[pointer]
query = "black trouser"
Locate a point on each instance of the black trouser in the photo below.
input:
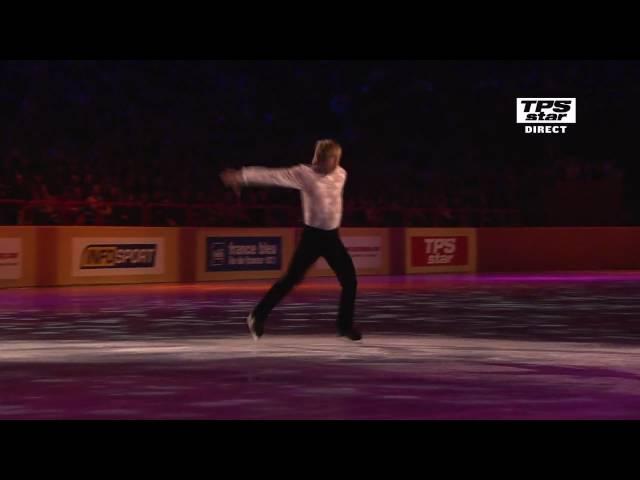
(316, 243)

[Task] Return every line of the rows above that contains the string "black". Case counts.

[Written response]
query = "black trouser"
Locate a point on each instance of the black trouser in the photo below.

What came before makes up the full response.